These approaches enable a model to transfer knowledge gained from one dataset to another, effectively
reducing bias by allowing the model to adapt to new users or environments more efficiently. In addition,
fairness-aware algorithms can be integrated into the model’s learning process to address any disparities
in performance between different groups. For example, fairness constraints could be applied during
training to minimize the performance gap between users with varying WiFi signal strengths, physical
attributes, or environmental conditions. This ensures that the model’s predictions are equitable and
do not favour specific subgroups. Moreover, techniques like data augmentation could be explored to
mitigate subject bias further. By generating synthetic data that simulates the behaviour of diverse users
in various scenarios, data augmentation enhances the model’s ability to generalise to previously unseen
subjects. This is especially important in HAR systems, where limited data from diverse user groups may
otherwise lead to overfitting or underperformance on new users. These methods collectively contribute
to building more robust, fair, and generalizable models that can perform reliably across different user
demographics and real-world settings.


6. Conclusion and Future Work
In this study, we investigated the impact of different evaluation techniques on the performance of WiFi-
based HAR systems, focusing on addressing the issue of subject bias. We proposed a CNN-ABiLSTM
model and evaluated its performance using LOSOCV to measure its generalization capability across
unseen users. The results indicate that LOSOCV offers a more realistic assessment of model performance
compared to traditional evaluation methods such as hold-out validation and k-fold cross-validation,
which often fail to account for subject bias. Our findings emphasize the need for subject-independent
evaluation in WiFi-based HAR systems, as conventional methods may lead to inflated performance
metrics that do not reflect real-world applicability. This work highlights the critical role of evaluation
methodologies in developing robust and generalizable HAR systems for real-world scenarios.

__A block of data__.
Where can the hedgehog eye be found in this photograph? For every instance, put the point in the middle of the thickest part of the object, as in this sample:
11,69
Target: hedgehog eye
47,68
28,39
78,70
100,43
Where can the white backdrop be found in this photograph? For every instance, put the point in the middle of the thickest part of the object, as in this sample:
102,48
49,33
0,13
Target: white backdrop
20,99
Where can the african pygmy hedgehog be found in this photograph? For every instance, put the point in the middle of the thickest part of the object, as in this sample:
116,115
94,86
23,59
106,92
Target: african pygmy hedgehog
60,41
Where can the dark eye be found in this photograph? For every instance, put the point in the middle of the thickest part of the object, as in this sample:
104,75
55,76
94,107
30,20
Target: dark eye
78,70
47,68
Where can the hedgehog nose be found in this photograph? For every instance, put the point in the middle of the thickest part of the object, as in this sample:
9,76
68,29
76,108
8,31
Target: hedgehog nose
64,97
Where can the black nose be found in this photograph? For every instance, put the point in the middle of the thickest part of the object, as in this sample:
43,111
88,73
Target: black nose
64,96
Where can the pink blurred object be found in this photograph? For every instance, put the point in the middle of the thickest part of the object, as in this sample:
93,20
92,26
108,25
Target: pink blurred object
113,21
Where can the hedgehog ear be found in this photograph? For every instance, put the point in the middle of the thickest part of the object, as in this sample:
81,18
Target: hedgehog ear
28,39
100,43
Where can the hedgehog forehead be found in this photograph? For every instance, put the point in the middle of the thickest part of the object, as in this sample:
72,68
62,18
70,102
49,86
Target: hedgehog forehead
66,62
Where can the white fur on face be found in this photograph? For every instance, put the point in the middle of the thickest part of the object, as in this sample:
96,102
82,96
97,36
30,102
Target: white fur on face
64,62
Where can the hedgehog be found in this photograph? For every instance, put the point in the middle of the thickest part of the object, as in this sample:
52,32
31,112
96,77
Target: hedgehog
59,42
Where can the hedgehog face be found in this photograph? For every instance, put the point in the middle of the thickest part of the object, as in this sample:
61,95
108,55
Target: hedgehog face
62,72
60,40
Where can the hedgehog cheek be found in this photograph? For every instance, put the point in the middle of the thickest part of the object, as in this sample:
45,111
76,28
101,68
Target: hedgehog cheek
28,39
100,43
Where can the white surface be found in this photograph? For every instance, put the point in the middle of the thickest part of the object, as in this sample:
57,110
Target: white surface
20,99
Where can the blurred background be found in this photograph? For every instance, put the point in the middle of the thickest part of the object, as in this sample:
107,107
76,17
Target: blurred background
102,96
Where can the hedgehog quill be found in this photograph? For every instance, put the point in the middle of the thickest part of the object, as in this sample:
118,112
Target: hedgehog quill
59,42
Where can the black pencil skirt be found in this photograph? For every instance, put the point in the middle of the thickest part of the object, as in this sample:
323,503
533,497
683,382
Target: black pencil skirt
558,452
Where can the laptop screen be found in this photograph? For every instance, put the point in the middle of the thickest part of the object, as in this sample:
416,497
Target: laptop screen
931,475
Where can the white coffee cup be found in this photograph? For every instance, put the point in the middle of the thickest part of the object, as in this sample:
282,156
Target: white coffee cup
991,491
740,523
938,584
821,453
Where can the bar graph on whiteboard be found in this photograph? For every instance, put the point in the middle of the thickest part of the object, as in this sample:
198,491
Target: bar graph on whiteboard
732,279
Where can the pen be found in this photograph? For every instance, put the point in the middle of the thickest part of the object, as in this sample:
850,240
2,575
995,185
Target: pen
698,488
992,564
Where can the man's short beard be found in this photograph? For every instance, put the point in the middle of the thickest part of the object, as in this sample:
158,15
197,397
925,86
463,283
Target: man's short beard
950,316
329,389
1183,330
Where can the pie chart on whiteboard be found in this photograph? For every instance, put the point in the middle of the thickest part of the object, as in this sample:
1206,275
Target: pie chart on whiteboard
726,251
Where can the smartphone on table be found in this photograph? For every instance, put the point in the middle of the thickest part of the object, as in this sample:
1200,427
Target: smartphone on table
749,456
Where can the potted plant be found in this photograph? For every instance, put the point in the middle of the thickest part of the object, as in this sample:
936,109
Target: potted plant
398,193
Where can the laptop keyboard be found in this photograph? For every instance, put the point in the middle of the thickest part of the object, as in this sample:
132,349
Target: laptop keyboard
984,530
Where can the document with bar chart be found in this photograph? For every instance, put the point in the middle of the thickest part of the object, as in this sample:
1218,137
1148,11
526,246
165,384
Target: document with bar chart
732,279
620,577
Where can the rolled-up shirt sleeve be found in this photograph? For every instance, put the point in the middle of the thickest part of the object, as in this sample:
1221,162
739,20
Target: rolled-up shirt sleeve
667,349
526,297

__Task brief__. In the passage on WiFi-based activity recognition, which evaluation method gives a more realistic assessment of model performance than hold-out validation and k-fold cross-validation?

__Response to this exercise__. LOSOCV